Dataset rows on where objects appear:
>> start

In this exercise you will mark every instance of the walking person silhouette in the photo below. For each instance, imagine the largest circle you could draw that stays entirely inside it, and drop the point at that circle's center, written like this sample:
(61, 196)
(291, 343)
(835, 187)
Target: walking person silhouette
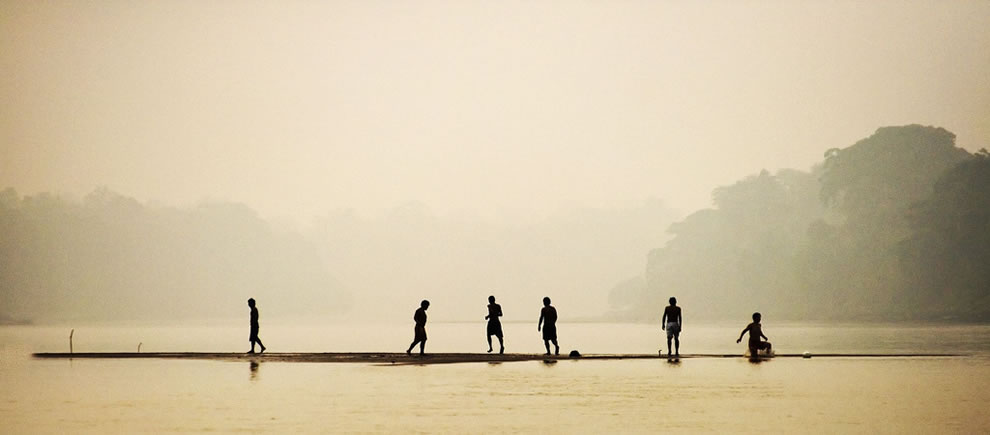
(420, 329)
(548, 320)
(253, 338)
(494, 324)
(671, 321)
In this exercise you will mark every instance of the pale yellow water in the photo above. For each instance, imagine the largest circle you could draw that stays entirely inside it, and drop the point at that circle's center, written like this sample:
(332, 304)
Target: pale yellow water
(916, 395)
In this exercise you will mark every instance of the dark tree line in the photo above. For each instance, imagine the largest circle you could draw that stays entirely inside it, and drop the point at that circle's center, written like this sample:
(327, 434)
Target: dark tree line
(893, 227)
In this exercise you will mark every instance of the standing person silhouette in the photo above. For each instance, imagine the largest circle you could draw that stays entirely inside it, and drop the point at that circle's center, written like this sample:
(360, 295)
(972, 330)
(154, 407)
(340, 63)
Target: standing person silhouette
(253, 338)
(755, 333)
(671, 321)
(549, 314)
(494, 324)
(420, 329)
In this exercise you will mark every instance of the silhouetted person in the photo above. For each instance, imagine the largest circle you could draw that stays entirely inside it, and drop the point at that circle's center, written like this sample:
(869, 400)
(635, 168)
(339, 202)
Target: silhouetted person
(671, 321)
(548, 320)
(420, 329)
(494, 324)
(254, 327)
(755, 333)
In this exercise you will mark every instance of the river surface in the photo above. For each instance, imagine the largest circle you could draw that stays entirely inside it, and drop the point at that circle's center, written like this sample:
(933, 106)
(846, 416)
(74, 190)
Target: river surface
(817, 395)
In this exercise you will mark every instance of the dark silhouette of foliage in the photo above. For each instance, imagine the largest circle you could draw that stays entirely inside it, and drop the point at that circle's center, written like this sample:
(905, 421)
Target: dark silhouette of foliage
(895, 226)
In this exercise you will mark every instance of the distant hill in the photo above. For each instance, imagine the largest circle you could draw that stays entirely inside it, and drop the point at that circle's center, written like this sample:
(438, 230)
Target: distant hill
(894, 227)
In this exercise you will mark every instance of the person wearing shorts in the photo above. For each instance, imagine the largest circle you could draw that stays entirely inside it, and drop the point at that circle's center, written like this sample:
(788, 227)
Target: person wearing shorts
(494, 324)
(419, 331)
(548, 323)
(755, 330)
(671, 322)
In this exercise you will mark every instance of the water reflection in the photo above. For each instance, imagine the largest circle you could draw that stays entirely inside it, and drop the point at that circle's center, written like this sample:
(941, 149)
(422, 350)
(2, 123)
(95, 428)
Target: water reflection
(254, 370)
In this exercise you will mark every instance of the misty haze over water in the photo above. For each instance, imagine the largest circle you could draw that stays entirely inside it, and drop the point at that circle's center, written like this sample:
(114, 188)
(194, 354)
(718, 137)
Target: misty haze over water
(339, 161)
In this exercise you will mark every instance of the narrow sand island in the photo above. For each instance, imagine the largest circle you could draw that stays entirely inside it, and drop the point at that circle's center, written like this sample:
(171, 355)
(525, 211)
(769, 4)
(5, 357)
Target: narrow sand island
(438, 358)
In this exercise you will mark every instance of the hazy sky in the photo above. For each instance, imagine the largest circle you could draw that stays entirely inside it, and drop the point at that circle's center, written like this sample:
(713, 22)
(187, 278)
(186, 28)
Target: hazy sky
(494, 108)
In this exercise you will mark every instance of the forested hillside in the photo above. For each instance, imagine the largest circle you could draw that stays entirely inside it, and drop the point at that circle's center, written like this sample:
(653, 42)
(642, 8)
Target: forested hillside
(893, 227)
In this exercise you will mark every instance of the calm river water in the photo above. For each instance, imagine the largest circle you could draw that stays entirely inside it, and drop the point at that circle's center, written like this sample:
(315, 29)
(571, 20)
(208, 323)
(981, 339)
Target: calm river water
(820, 395)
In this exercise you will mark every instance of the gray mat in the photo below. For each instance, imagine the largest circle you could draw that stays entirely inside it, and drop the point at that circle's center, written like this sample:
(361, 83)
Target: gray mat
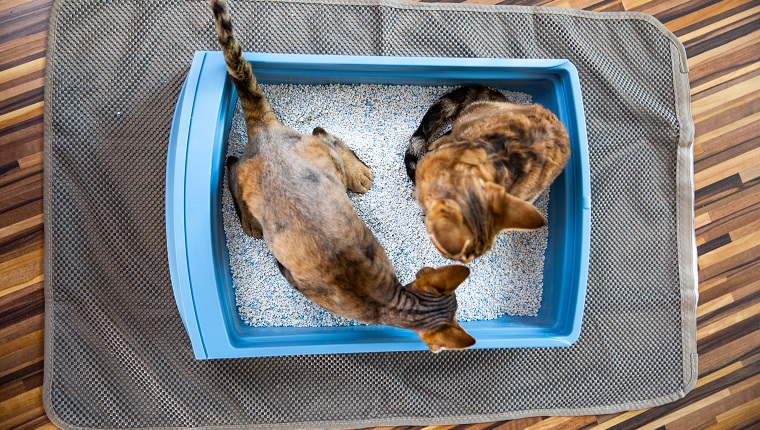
(116, 352)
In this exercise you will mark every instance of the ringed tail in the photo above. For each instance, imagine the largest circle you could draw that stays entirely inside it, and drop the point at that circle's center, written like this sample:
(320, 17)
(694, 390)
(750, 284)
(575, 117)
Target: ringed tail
(255, 107)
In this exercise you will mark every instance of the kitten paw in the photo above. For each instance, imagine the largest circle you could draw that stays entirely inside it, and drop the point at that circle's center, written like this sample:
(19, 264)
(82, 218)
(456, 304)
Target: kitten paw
(358, 177)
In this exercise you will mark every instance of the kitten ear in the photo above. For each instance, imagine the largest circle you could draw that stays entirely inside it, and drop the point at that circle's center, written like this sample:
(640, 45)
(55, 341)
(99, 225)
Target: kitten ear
(443, 280)
(511, 213)
(447, 336)
(445, 227)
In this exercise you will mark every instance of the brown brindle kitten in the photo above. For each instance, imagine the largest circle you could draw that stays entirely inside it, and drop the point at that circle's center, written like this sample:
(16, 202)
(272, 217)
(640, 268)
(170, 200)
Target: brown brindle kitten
(480, 177)
(290, 189)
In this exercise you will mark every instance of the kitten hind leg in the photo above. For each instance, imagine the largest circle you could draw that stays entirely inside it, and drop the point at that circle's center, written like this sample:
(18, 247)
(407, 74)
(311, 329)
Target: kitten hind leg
(358, 177)
(251, 225)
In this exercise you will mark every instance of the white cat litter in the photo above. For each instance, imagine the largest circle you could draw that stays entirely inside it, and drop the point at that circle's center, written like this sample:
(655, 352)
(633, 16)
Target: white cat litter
(376, 121)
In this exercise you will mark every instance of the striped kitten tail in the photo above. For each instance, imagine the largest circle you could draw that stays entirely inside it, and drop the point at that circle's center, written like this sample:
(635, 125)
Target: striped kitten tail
(255, 107)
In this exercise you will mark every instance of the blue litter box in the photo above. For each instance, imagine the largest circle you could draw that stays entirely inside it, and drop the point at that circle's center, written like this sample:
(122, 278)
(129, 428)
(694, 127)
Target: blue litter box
(197, 251)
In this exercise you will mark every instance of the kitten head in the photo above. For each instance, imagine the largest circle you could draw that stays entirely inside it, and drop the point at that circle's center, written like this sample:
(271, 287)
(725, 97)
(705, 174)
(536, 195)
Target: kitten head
(442, 282)
(464, 225)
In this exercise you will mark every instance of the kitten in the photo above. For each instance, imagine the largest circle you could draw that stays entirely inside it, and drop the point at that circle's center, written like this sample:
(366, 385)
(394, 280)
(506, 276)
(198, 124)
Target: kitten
(480, 177)
(290, 189)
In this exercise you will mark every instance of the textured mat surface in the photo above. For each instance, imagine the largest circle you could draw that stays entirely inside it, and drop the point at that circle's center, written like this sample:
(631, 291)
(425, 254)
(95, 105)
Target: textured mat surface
(116, 352)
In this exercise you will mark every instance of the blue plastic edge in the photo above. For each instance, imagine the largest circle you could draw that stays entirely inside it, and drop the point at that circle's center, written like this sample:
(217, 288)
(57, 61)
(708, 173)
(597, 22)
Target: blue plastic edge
(174, 209)
(202, 310)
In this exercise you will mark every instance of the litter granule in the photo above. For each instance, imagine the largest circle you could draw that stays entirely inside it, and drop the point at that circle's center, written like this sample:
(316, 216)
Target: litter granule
(376, 122)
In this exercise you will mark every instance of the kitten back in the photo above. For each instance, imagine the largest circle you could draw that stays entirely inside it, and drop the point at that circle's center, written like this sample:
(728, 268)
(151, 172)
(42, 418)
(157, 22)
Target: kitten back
(255, 106)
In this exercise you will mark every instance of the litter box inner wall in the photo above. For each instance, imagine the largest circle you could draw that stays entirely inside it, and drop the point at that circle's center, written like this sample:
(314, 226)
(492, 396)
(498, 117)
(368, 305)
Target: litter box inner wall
(542, 90)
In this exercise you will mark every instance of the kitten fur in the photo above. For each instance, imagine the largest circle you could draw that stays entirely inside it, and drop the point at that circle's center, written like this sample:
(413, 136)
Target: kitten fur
(290, 189)
(480, 177)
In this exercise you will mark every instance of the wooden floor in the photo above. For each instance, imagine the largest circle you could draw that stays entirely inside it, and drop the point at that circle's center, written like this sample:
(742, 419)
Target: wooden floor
(722, 40)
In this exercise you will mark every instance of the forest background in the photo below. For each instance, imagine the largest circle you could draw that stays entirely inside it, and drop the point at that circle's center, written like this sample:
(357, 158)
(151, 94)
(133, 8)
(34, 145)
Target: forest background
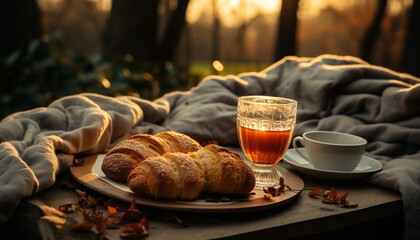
(54, 48)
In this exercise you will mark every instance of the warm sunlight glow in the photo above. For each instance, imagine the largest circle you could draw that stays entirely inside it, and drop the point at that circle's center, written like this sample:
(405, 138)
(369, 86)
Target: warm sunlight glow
(218, 66)
(106, 83)
(231, 12)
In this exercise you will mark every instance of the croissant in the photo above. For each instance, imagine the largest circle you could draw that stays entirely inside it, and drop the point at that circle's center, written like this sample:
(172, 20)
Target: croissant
(178, 176)
(126, 155)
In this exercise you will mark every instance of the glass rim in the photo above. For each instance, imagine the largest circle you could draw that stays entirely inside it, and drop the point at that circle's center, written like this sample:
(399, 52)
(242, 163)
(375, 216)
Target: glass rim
(247, 99)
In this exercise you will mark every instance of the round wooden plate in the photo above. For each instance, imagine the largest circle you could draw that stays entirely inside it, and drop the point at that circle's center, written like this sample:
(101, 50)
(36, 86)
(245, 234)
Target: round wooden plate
(83, 174)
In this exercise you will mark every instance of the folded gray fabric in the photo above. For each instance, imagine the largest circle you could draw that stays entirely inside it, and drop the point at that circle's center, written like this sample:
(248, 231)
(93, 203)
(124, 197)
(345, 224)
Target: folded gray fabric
(334, 93)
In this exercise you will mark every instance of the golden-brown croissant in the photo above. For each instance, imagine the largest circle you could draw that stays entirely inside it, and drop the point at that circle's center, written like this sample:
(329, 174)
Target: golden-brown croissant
(126, 155)
(212, 169)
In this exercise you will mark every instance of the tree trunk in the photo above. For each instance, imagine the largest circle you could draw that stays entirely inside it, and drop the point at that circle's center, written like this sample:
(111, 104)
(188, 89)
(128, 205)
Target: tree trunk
(286, 34)
(411, 56)
(172, 35)
(372, 33)
(132, 28)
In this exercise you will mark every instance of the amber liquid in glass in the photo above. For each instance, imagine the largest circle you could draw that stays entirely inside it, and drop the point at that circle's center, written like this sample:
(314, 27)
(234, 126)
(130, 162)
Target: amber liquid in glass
(264, 147)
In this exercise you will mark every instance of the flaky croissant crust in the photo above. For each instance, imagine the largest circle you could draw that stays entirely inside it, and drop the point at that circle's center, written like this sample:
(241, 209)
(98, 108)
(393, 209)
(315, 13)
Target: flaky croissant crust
(126, 155)
(212, 169)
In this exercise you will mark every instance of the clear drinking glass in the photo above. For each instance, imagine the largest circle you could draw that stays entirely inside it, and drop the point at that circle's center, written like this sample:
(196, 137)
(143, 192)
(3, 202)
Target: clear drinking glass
(265, 128)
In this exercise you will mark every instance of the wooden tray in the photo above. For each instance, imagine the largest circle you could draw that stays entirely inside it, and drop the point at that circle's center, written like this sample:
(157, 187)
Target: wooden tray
(83, 174)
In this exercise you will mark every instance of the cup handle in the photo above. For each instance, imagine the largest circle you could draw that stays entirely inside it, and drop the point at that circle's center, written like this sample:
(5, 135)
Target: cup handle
(299, 139)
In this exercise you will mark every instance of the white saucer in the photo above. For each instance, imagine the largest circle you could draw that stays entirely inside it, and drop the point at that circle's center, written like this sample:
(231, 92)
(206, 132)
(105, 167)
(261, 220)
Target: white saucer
(367, 166)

>> end

#### [REQUIRED WORK]
Print exactly the lines from the one with "In this exercise you will mark every instance of the clear" through the end of the data, inclusive.

#### [CORRECT OUTPUT]
In this exercise you will mark every instance of the clear drinking glass in the photo above. For each instance, imagine the largest circle you could draw that stays entirely inside it, and drop the point at that circle's center, written like this sample:
(196, 137)
(143, 192)
(3, 202)
Target: clear drinking glass
(265, 128)
In this exercise you will mark every instance of the wooden tray in the photo above. For each instance, imagine the largest circle you could draw that stays entirely inside it, and drop the point at that circle's center, written like this sample:
(157, 187)
Target: wooden tray
(83, 174)
In this exercise you will mark every instance of the cup handle in the photo above. For each instance, imagine the largest circle you could draw that stays entirely inside it, and drop the point at that circle's center, written like this sample:
(5, 135)
Target: cup handle
(299, 139)
In this exercise you will mark every instance of the white saucer in the photo above. For each instance, imagine the largest circle you could draw that stays entirely inside it, and drop the point at that circle's center, written like this sample:
(231, 92)
(206, 132)
(105, 167)
(261, 220)
Target: white saucer
(367, 166)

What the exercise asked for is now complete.